-- start Extracted material --
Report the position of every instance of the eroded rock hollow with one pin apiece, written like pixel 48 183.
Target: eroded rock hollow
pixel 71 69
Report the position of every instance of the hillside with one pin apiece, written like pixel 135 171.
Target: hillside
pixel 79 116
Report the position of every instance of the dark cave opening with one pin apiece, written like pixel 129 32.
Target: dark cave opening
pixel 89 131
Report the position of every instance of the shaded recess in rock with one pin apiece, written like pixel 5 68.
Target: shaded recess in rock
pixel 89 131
-- end Extracted material --
▸ **What to work on**
Set down every line of the records above word for word, in the same order.

▸ **Result for this task**
Report the position of every instance of the eroded rock hollow with one pin apiece, written like pixel 48 183.
Target: eroded rock hollow
pixel 71 69
Report the position of every instance of the hillside with one pin apiece, written like pixel 135 171.
Target: hillside
pixel 79 116
Report the position of every instance of the dark cave opening with one pin apiece, written like pixel 129 32.
Target: dark cave opening
pixel 89 131
Report the position of every instance of the shaded recess in rock with one pin apiece, written like pixel 5 68.
Target: shaded recess in rock
pixel 89 131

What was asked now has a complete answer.